### Description of the task
Extract each line of the material below that contains the string "railing", matching case exactly.
* Start Extracted records *
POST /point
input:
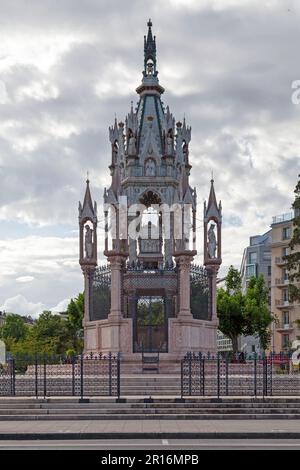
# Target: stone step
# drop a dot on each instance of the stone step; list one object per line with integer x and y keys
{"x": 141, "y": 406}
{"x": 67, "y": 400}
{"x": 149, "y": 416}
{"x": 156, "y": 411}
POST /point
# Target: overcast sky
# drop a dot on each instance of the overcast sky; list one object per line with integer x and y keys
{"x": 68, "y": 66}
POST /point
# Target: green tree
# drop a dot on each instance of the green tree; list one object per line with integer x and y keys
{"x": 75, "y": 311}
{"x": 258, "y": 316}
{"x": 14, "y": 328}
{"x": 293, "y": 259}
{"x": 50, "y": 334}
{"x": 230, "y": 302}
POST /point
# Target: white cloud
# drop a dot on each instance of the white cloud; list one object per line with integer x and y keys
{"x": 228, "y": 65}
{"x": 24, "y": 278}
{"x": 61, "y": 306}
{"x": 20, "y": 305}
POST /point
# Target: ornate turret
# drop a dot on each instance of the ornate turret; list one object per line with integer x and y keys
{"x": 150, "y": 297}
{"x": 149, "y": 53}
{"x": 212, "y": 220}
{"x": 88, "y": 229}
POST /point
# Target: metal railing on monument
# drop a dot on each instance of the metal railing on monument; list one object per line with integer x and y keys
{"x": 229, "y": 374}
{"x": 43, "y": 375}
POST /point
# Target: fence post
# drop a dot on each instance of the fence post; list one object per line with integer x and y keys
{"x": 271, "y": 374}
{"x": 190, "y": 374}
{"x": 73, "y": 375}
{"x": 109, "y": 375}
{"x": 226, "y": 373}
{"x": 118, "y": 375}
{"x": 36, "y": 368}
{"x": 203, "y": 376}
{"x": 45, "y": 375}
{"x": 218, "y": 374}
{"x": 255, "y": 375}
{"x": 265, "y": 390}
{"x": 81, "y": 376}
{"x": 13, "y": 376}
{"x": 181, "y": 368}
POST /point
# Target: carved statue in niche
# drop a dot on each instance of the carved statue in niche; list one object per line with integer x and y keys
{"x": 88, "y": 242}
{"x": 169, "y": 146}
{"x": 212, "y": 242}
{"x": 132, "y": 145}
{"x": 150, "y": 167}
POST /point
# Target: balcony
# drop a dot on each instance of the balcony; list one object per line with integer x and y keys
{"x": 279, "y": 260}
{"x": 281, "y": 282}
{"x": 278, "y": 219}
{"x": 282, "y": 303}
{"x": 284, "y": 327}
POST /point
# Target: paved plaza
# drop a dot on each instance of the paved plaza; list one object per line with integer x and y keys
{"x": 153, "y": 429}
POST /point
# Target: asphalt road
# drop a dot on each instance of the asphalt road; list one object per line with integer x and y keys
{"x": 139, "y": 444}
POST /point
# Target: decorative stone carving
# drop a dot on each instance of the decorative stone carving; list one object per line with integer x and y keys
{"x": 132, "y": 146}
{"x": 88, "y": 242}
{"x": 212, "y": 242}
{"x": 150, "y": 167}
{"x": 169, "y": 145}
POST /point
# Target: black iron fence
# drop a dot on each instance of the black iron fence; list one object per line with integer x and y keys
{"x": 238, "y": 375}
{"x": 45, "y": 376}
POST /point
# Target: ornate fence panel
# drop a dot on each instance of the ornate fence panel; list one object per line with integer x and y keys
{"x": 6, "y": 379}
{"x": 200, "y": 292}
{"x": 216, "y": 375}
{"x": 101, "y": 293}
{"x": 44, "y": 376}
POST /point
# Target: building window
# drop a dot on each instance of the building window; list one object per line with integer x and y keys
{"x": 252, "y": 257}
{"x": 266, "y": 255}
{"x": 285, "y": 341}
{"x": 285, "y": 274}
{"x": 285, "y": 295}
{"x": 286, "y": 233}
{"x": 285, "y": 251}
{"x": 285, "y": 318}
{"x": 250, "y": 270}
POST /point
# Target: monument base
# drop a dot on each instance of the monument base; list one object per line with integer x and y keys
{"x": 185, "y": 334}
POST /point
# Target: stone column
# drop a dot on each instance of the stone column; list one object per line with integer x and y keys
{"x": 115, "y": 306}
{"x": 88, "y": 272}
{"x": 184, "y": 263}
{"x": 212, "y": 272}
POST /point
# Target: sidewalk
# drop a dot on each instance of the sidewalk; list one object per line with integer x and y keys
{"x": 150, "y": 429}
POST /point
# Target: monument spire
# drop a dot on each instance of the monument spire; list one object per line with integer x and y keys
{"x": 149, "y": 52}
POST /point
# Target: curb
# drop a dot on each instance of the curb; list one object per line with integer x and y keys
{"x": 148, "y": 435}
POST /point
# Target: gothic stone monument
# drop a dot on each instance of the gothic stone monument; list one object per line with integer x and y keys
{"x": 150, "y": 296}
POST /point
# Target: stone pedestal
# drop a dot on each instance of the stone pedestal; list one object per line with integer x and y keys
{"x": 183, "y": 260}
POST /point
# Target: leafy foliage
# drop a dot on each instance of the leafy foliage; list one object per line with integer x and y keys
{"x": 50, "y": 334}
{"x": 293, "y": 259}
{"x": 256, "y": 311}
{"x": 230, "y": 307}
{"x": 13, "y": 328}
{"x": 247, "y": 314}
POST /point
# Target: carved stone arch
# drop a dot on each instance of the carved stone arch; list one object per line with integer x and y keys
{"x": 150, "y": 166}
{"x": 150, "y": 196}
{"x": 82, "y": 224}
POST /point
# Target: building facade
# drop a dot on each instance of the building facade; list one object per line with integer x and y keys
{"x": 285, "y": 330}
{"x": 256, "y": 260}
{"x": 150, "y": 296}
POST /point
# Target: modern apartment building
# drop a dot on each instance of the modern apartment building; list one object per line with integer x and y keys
* End Extracted records *
* Start Extracted records *
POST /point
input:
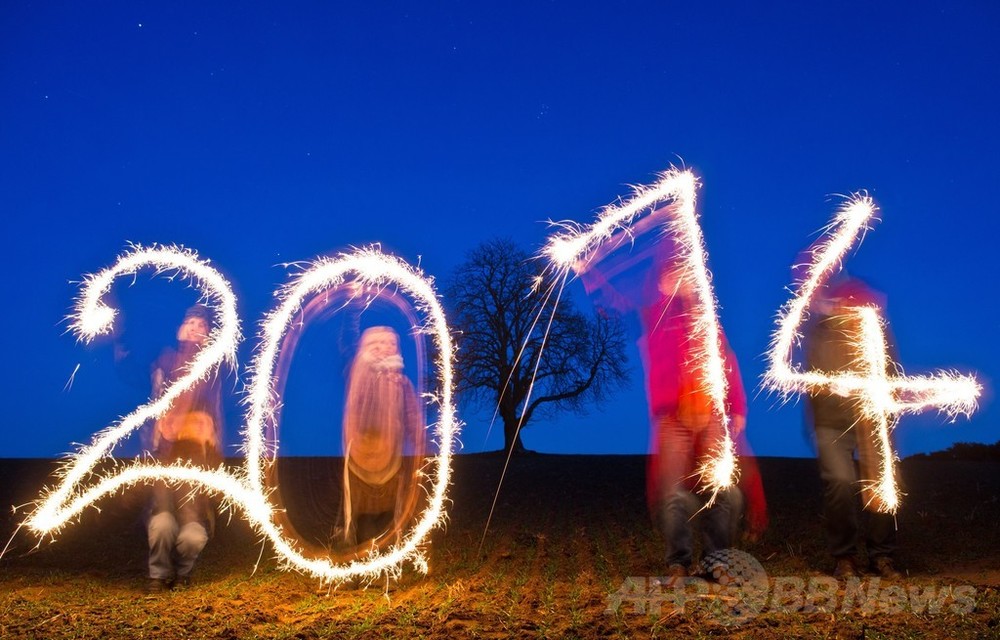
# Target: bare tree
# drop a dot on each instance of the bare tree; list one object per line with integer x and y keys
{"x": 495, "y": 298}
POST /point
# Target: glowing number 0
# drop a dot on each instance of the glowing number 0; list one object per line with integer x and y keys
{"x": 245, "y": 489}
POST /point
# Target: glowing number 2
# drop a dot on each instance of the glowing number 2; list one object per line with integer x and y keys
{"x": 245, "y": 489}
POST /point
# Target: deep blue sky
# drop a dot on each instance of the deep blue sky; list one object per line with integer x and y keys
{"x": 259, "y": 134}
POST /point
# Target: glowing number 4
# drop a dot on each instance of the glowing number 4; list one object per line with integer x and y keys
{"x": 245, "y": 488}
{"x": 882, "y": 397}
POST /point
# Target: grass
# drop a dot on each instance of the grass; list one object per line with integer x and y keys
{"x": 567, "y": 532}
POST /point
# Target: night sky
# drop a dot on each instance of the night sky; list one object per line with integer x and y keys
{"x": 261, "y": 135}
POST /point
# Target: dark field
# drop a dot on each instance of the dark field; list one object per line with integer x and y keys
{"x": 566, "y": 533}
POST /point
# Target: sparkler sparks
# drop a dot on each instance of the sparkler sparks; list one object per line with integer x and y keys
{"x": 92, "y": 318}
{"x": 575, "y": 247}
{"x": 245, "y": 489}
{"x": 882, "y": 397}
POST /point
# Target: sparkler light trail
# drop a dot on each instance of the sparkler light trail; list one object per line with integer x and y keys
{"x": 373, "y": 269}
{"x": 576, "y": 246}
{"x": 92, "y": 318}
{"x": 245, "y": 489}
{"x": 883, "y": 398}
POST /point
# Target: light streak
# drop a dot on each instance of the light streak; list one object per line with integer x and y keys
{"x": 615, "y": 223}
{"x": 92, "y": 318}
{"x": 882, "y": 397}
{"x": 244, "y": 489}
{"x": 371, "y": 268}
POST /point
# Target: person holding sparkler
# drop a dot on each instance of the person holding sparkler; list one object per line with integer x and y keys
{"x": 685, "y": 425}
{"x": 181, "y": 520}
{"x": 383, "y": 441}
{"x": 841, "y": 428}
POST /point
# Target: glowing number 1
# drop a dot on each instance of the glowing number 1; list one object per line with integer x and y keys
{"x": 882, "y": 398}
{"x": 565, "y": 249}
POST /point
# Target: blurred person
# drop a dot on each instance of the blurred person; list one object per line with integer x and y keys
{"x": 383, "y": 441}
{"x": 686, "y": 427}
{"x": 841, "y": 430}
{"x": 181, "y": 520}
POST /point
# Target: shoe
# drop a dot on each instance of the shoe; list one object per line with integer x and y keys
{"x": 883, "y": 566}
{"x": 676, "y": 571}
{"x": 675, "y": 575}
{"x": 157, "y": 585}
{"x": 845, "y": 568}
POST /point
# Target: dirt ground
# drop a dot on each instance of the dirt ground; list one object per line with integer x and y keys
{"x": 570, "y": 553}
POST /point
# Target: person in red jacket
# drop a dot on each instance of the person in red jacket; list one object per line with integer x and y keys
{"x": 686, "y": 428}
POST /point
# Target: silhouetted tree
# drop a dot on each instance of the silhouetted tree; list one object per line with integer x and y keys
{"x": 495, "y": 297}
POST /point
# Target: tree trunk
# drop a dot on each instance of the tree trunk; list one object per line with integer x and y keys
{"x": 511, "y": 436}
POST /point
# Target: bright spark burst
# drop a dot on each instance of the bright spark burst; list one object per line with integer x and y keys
* End Extracted records *
### Result below
# Target: metal railing on monument
# drop a dot on each instance of the metal railing on monument; list one object per line with integer x and y keys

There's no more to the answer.